=== Provided material ===
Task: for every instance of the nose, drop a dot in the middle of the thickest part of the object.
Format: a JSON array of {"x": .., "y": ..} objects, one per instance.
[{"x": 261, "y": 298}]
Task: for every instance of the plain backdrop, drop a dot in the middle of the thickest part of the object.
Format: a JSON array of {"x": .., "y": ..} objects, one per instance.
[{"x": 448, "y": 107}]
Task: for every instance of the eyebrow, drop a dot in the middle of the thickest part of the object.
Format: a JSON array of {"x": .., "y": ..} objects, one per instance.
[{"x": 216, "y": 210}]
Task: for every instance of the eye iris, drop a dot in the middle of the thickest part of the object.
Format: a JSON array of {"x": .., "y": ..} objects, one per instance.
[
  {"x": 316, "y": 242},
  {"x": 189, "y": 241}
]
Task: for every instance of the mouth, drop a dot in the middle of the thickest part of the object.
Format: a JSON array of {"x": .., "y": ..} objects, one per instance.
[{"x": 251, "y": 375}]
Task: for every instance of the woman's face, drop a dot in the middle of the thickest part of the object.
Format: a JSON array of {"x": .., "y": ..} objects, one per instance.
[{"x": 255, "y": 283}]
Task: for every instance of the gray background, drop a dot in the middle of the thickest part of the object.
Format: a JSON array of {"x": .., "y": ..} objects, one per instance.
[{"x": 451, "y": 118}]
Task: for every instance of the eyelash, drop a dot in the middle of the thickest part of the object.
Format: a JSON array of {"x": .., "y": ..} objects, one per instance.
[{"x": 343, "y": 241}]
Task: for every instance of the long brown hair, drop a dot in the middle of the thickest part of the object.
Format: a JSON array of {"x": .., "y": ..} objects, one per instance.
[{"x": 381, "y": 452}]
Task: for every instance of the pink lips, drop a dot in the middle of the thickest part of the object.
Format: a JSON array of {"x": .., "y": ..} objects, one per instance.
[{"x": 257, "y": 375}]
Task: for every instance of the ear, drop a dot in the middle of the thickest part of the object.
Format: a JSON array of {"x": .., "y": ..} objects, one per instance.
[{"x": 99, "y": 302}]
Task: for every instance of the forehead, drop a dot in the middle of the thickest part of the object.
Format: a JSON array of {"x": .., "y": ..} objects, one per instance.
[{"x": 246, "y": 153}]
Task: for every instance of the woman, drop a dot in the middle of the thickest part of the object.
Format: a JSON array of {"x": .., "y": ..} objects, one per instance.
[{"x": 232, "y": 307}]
==
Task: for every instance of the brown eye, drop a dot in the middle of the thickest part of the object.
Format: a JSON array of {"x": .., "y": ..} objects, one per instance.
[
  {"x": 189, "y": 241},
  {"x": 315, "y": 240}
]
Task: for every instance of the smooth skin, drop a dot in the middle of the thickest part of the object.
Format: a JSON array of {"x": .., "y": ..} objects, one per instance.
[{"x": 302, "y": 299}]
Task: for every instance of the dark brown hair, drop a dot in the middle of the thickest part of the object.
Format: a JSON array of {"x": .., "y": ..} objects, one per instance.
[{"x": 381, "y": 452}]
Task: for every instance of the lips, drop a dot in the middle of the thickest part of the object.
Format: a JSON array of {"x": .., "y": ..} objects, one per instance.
---
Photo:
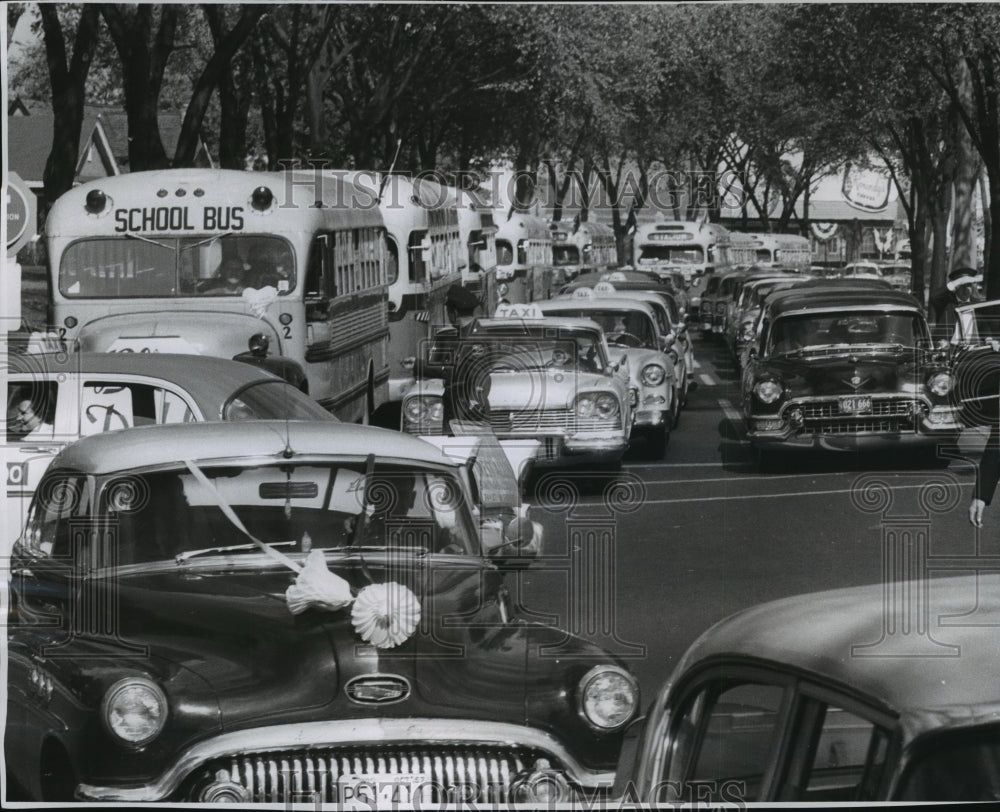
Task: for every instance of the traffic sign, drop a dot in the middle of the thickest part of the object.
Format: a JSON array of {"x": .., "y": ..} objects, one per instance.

=== Your instructions ===
Find each line in the records that contains the word "hair" and copy those lines out in full. Count only matches with the same capitalization.

=== Task solution ===
Task: for every instance of the long brown hair, drop a dot in the middle of the thickest part of the object.
Task: for every instance of the dark brown hair, drop a dot in the middle of the thickest part of the object.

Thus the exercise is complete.